* Task inputs

** BEGIN **

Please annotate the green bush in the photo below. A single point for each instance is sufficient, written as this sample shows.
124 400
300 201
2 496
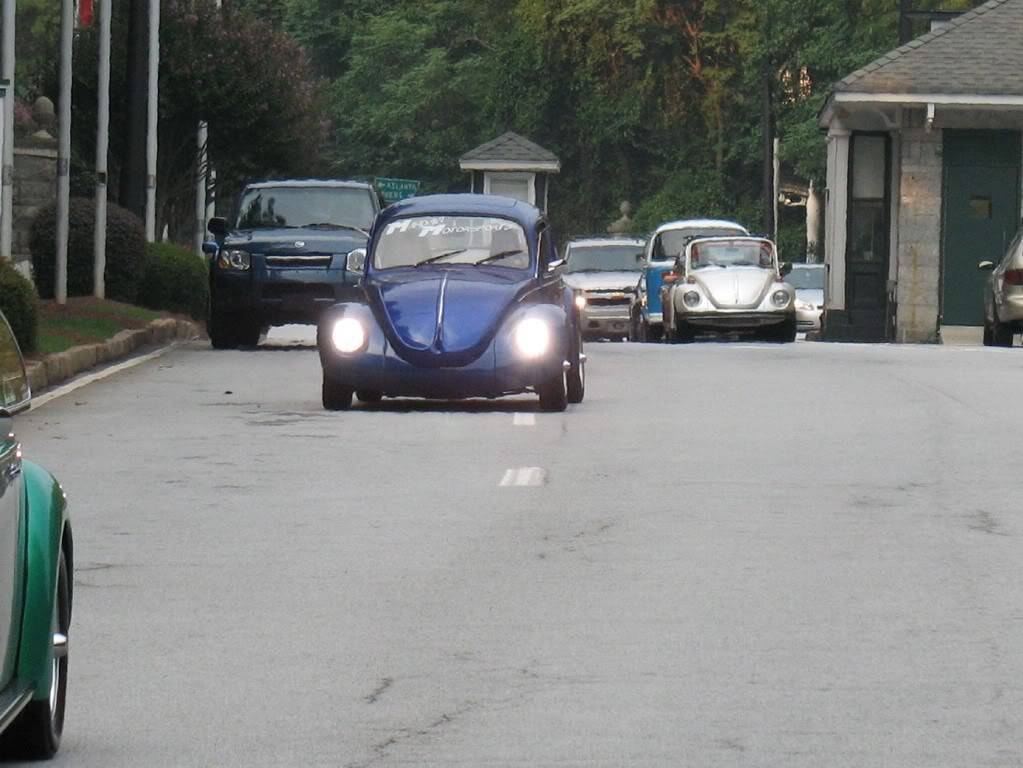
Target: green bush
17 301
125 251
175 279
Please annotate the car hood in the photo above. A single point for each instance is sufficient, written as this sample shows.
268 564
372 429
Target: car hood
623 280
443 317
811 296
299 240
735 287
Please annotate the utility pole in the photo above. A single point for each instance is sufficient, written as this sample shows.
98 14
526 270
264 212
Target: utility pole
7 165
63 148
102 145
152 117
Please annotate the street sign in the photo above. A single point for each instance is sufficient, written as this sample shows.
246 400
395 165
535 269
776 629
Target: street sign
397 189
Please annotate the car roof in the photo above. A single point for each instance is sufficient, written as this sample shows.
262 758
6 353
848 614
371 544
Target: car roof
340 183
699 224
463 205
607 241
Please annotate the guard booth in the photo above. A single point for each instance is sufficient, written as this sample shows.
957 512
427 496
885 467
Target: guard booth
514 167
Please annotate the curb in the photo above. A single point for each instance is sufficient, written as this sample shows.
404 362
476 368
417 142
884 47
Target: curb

** END **
** BEGIN **

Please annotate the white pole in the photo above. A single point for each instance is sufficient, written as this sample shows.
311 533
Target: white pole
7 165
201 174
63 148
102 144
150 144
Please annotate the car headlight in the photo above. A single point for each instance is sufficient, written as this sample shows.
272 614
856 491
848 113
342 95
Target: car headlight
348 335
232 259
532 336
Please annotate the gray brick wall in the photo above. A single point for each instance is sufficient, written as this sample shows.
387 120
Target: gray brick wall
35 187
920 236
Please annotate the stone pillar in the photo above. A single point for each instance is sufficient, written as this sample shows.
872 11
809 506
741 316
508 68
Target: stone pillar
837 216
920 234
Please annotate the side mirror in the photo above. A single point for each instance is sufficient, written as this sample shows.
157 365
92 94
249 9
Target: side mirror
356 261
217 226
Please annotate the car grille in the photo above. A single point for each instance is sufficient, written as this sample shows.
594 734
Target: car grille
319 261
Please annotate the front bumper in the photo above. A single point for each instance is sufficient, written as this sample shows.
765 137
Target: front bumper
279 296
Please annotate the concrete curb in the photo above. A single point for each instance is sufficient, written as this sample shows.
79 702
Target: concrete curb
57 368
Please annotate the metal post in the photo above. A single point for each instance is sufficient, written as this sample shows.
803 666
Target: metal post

** END **

* What you have to do
Reproduce the lines starting at the one that contains "Please annotate the car grille" and ending at the one that contains "Target: metal post", swapping every "instance" for "occurrence" and changing nothing else.

* Full answer
Please annotate the car grille in the photo above. A single point for each occurrence is sufficient, written as this sample shows.
594 734
Target: car grille
319 261
Please annotate the front bumper in the photo above. A single point for each occurrence is sufficient, written as this sample shows.
765 137
Target: front bumper
279 296
Please annotate the concrete curb in the photo above. A single point for each occurrence is sufficient, written as this sample shows.
79 702
Target: concrete curb
57 368
Please annotate the metal post in the photo above. A single point for each occurrence is sufficient, written as this sample shows.
803 666
Target: metal post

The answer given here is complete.